### ИЗБРАННЫЙ ОТРЫВОК
::::

Красота юности (Нагибин) - страница 5

Словами красоту не передашь. Это прекрасно знал Лев Толстой. В полушутливом споре с Тургеневым и Дружининым, кто лучше опишет красоту женщины, он перечеркнул прямолинейные описания своих соперников одной-единственной фразой из Гомера: «Когда Елена вошла, старцы встали». Умно, дерзко, лукаво, но вместе с тем Толстой как бы расписывается в бессилии выразить словами живую красоту женщины. Впрочем, это не мешало ни ему самому, ни его литературным собратьям создавать пленительные женские образы. Разве мы сомневаемся в зрелой красоте Анны Карениной, или девичьей — Наташи Ростовой, или романтической — Татьяны Лариной? А между тем Пушкин не дал ее портрета. Ведь нельзя же считать портретом: «Татьяны бледные красы и распущенные власы». Непонятной иронией веет от этой нарочито корявой, не пушкинской строки. Образ Татьяны возникает из контраста с ее сестрой Ольгой, о которой сообщено довольно много:

Глаза, как небо, голубые;
Улыбка, локоны льняные,
Движенья, голос, легкий стан —
Все в Ольге… но любой роман
Возьмите и найдете, верно,
Ее портрет: он очень мил,
Я прежде сам его любил,
Но надоел он мне безмерно.

Брюзжащий Онегин высказался об Ольге еще беспощадней: «Кругла, красна лицом она, как эта глупая луна на этом глупом небосклоне». А вот о Татьяне:

Ни красотой сестры своей,
Ни свежестью ее румяной
Не привлекла б она очей.

::::

### ФРАГМЕНТЫ НАБОРА ДАННЫХ
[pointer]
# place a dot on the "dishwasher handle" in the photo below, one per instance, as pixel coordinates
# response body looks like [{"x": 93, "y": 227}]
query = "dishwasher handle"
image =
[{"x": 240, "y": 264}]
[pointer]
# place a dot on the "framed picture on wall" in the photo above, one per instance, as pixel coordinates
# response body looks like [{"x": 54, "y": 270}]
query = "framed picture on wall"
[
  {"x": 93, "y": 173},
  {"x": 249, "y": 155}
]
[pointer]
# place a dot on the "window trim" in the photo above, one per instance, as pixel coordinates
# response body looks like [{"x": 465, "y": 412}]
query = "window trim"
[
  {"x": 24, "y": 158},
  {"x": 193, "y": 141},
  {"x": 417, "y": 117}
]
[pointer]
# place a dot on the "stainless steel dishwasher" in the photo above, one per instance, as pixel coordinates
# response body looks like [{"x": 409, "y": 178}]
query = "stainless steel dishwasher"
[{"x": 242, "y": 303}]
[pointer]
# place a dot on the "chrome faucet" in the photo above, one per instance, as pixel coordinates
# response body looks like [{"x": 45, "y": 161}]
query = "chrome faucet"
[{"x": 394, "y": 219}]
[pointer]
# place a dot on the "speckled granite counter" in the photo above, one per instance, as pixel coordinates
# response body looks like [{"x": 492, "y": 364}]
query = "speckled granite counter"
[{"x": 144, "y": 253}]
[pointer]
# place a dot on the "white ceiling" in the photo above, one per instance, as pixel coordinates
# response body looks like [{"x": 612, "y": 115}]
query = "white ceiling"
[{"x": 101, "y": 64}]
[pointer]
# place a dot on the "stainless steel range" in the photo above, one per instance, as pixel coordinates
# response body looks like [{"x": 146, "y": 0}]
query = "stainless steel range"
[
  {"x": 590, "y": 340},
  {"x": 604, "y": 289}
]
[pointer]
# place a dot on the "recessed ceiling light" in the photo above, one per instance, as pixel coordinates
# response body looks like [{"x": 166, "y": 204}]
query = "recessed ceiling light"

::::

### ЧТО НУЖНО СДЕЛАТЬ
a) Перепишите полностью избранный отрывок о женской красоте в русской литературе, сохраняя каждый знак без изменений.
b) Сообщите, сколько строк листинга содержат слово «ceiling». В ответе укажите только число.

### РЕЗУЛЬТАТЫ ВЫПОЛНЕНИЯ
a)
Красота юности (Нагибин) - страница 5

Словами красоту не передашь. Это прекрасно знал Лев Толстой. В полушутливом споре с Тургеневым и Дружининым, кто лучше опишет красоту женщины, он перечеркнул прямолинейные описания своих соперников одной-единственной фразой из Гомера: «Когда Елена вошла, старцы встали». Умно, дерзко, лукаво, но вместе с тем Толстой как бы расписывается в бессилии выразить словами живую красоту женщины. Впрочем, это не мешало ни ему самому, ни его литературным собратьям создавать пленительные женские образы. Разве мы сомневаемся в зрелой красоте Анны Карениной, или девичьей — Наташи Ростовой, или романтической — Татьяны Лариной? А между тем Пушкин не дал ее портрета. Ведь нельзя же считать портретом: «Татьяны бледные красы и распущенные власы». Непонятной иронией веет от этой нарочито корявой, не пушкинской строки. Образ Татьяны возникает из контраста с ее сестрой Ольгой, о которой сообщено довольно много:

Глаза, как небо, голубые;
Улыбка, локоны льняные,
Движенья, голос, легкий стан —
Все в Ольге… но любой роман
Возьмите и найдете, верно,
Ее портрет: он очень мил,
Я прежде сам его любил,
Но надоел он мне безмерно.

Брюзжащий Онегин высказался об Ольге еще беспощадней: «Кругла, красна лицом она, как эта глупая луна на этом глупом небосклоне». А вот о Татьяне:

Ни красотой сестры своей,
Ни свежестью ее румяной
Не привлекла б она очей.

b) 4